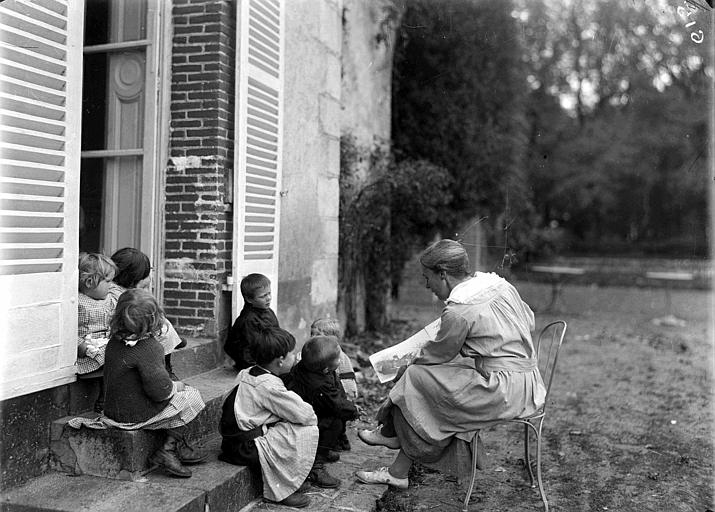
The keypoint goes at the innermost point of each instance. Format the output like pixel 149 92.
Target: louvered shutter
pixel 259 127
pixel 40 108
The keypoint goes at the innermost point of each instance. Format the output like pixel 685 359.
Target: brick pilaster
pixel 198 226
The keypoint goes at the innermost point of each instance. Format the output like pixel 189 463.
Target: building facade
pixel 204 132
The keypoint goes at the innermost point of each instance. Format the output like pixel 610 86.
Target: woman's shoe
pixel 375 438
pixel 343 443
pixel 305 487
pixel 295 500
pixel 321 478
pixel 170 462
pixel 382 476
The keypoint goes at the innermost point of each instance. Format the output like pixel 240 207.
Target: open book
pixel 388 361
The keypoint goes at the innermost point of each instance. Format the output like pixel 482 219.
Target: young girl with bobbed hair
pixel 139 391
pixel 134 271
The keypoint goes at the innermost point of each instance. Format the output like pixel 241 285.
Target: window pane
pixel 114 21
pixel 94 101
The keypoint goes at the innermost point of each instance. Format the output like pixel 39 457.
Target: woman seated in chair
pixel 480 368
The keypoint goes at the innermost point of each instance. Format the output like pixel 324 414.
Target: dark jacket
pixel 243 330
pixel 321 390
pixel 138 387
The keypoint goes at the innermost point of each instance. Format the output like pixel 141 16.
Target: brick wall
pixel 198 225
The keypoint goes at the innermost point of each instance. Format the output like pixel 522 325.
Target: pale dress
pixel 481 367
pixel 93 317
pixel 286 450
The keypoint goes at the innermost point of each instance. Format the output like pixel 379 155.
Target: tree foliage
pixel 379 220
pixel 617 126
pixel 458 92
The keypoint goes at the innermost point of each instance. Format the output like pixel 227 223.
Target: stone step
pixel 215 486
pixel 200 355
pixel 124 454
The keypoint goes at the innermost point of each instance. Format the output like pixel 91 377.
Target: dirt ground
pixel 629 423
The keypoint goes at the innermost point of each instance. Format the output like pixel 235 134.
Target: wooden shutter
pixel 40 108
pixel 258 152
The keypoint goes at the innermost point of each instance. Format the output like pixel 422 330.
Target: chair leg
pixel 474 474
pixel 527 456
pixel 538 466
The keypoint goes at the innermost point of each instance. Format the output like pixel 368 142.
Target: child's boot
pixel 295 500
pixel 187 454
pixel 168 458
pixel 327 455
pixel 319 477
pixel 343 443
pixel 167 364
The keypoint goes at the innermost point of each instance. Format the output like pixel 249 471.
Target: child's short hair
pixel 269 343
pixel 252 283
pixel 326 327
pixel 132 267
pixel 137 313
pixel 93 269
pixel 318 351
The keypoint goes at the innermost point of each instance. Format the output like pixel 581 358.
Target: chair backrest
pixel 548 345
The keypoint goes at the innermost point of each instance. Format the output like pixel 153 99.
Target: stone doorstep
pixel 124 454
pixel 215 486
pixel 200 355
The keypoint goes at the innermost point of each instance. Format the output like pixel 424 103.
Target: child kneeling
pixel 314 379
pixel 263 424
pixel 139 390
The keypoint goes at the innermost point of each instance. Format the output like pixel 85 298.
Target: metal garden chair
pixel 548 344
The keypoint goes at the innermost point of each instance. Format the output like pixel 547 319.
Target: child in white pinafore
pixel 94 311
pixel 263 424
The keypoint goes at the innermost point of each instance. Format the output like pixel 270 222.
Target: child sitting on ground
pixel 134 271
pixel 140 392
pixel 315 380
pixel 94 310
pixel 263 424
pixel 255 315
pixel 331 327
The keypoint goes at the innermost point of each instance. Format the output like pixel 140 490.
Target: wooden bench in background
pixel 559 275
pixel 667 279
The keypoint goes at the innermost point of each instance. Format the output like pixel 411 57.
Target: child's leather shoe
pixel 375 438
pixel 382 476
pixel 295 500
pixel 319 477
pixel 188 454
pixel 170 462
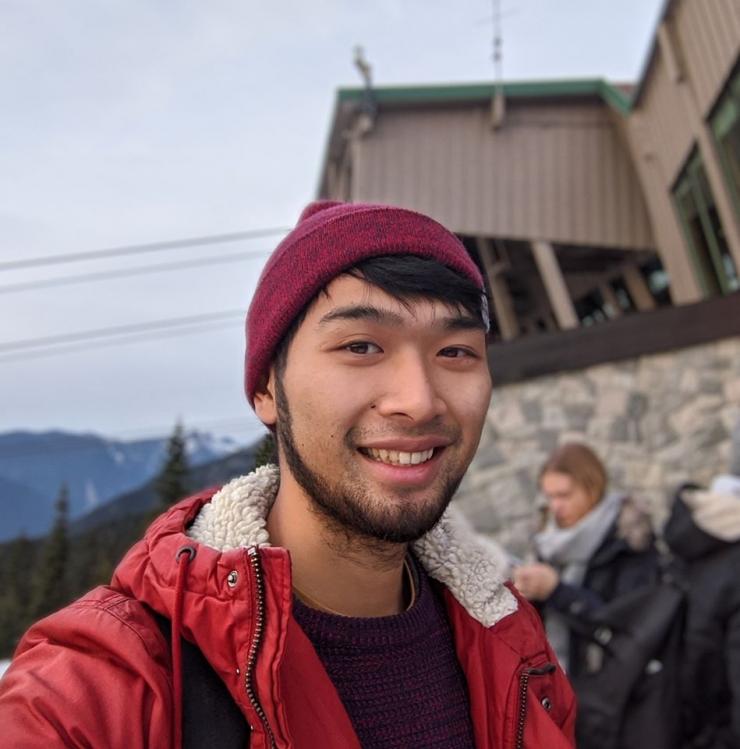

#### [EXERCISE OBJECTIVE]
Report every line of the records that contains the string "stone", treating uppercase and lowercase letters as distinct.

#### [COMPLETE ANSWER]
Target: stone step
Target: stone doorstep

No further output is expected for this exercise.